[Location annotation dataset excerpts]
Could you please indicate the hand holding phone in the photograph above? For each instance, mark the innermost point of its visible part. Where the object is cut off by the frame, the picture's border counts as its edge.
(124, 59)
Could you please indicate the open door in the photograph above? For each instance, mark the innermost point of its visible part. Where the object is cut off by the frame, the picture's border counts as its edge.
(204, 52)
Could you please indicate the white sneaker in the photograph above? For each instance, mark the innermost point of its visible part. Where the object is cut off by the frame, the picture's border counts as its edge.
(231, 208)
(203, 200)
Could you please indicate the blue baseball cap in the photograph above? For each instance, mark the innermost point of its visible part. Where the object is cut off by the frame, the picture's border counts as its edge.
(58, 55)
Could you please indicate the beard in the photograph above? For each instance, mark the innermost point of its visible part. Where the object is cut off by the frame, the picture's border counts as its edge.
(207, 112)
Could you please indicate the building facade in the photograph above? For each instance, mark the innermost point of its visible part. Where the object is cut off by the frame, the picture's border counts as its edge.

▶ [Exercise details]
Return the entries in full, keeping every line exactly as it is.

▶ [Response below]
Could you please indicate the hand holding phone in the photograph above? For each instance, mark the innermost point of its visible part. Where the object is cut off by the frame, the picture's border counts as its edge.
(124, 59)
Could you please indicate the open door in the photograph above? For each instance, mark the innermost point of its visible part. Where the object is cut off by the frame, the picture's border counts as its edge.
(204, 52)
Could you please indicate the white sneaker in the photograph above? For each instance, mark the innermost point of its visible part. Where the object is cut off by the frame, the picture's border counts as its edge.
(231, 208)
(203, 200)
Could you please indicate the blue baseball cap in the photograph above? For each instance, mark the innermost point of its visible part. Where the object is cut off by the frame, the picture's border counts as its edge.
(58, 55)
Could you please indicate the beard in the photograph above? For each instance, mark the innermost point of its visible part. Where the object is cut off by the frame, the picture's border counts as its edge.
(207, 112)
Could you please indicate the building facade in the photograph above? For each instance, mark the innermost point of its visible part. Where the object is cut off by the frame, the picture's border counts as its edge.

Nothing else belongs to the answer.